**TEXT BLOCK:**
........

If you have numerous televisions, computers, dressers, and desks, you should reduce the number of each by as many as possible. Having a room with 3 desks might work for your family, but it won’t help your home sell. After years of being in a home it’s only normal to collect so many things. It’s important to move as much as possible out of the house before attempting to sell it.

2. Eyesores

If your hobby is collecting and fixing up old cars, it’s a good idea to remove them from your property while selling your home. Potential buyers don’t want to see a yard cluttered with cars and tools. If your yard or home contains a lot of ornaments that have grown dirty and dusty over the years, now is the time to remove them. There are things that you might enjoy having in or around your home that others might not.

3. Weapons

If you have any weapons, even well-hidden weapons, remove them from your home before you have people traipsing in and out. You cannot always be sure that people who are looking at houses are there because they’re interested in buying. If a potential buyer happens to come across your hidden gun or knife in the bedroom, they may wonder why you need them.

4. Jewelry and other valuables

People who attend open houses might not be there to look at your house, but rather to look what is inside your house. To protect yourself and your valuables, remove all jewelry, money, and other things of great value from the home. Don’t leave all 4 laptops out for everyone to be able to see. If you’re an art collector, remove the majority of art from the home. It’s also a good idea to remove, or at least hide, all personal paperwork. It’s not very hard for someone to slip out with a credit card statement that contains your personal info.

Selling your home can be an exciting time, but it’s also important to be cautious.

........

**PROBLEM A:**
Answer these about the home-selling tips text, one line each:
(i) What does the text say potential buyers don't want to see a yard cluttered with?
(ii) Which two hidden weapons does the text say a buyer might come across in the bedroom?
(iii) What document does the text say someone could easily slip out with?
**PROBLEM B:** Can you sum up the home-selling tips text in two sentences?

........

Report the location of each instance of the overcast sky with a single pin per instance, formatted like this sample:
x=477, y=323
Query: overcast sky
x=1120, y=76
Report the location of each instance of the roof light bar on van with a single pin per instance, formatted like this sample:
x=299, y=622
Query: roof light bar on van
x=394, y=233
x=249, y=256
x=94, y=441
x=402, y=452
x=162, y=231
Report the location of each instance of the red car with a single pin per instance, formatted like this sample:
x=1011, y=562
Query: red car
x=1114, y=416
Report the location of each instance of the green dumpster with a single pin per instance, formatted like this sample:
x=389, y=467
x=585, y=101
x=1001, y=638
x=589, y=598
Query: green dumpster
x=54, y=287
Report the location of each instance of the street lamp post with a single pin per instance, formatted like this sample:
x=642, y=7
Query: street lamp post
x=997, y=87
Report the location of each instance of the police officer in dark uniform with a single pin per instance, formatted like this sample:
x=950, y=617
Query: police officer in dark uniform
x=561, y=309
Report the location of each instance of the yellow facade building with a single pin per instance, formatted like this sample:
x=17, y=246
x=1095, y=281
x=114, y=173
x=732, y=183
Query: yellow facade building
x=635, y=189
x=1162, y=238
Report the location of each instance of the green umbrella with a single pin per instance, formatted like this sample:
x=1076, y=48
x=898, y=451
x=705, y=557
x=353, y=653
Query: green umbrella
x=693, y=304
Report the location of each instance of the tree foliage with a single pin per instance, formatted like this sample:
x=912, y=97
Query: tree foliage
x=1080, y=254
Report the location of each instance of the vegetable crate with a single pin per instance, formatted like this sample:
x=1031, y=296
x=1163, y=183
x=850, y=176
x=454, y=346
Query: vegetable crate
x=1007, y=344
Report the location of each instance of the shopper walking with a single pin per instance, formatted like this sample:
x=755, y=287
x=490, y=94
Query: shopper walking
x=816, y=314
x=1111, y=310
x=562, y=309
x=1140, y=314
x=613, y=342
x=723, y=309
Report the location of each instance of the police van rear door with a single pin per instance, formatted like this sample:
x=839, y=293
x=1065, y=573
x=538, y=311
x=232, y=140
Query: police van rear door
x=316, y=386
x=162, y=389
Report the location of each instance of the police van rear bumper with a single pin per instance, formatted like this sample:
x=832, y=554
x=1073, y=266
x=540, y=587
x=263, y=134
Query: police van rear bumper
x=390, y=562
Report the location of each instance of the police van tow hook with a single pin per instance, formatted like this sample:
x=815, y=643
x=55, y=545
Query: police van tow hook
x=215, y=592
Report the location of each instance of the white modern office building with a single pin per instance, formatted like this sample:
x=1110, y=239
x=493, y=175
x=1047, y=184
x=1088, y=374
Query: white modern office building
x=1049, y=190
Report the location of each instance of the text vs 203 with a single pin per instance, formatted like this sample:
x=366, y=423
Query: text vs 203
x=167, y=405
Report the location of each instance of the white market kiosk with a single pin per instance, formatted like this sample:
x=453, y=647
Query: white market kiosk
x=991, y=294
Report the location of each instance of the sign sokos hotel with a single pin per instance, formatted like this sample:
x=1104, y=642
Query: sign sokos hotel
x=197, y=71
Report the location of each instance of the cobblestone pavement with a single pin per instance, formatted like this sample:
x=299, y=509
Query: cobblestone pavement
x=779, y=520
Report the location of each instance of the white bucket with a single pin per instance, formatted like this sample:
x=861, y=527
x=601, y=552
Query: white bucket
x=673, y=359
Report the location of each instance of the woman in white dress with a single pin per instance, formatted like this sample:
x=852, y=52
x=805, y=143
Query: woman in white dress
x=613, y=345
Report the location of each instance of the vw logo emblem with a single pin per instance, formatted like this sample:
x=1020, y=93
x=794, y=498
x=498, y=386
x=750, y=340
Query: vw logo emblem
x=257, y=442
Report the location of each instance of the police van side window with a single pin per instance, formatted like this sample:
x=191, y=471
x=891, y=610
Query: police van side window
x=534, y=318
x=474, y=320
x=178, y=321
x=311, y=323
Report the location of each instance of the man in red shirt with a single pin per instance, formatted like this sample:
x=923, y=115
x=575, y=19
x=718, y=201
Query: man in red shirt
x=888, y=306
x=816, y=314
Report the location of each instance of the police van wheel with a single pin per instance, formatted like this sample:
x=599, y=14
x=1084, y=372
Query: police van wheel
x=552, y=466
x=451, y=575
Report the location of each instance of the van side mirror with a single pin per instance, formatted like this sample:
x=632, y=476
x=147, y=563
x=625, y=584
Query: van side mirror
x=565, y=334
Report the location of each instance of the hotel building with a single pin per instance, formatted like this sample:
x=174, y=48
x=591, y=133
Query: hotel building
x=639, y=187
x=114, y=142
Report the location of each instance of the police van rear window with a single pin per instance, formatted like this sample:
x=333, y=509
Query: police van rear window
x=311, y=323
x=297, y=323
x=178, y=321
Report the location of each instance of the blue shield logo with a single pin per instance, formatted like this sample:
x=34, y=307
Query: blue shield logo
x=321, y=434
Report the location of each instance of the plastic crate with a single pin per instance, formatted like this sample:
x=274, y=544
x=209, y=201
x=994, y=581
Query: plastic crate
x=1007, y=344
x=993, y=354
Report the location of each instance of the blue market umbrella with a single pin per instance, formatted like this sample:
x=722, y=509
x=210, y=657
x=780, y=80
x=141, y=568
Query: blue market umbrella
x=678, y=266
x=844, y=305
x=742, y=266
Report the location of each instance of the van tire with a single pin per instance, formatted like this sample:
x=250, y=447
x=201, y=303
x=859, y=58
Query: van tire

........

**TASK ANSWER A:**
(i) Cars and tools.
(ii) A gun or a knife.
(iii) A credit card statement that contains your personal info.

**TASK ANSWER B:** Before selling a home, owners should cut down on excess furniture and electronics and remove eyesores such as old cars, tools and dirty ornaments, since buyers may not share their tastes. They should also take out weapons, jewelry, money, art and other valuables and hide personal paperwork, because not everyone at an open house is there to buy.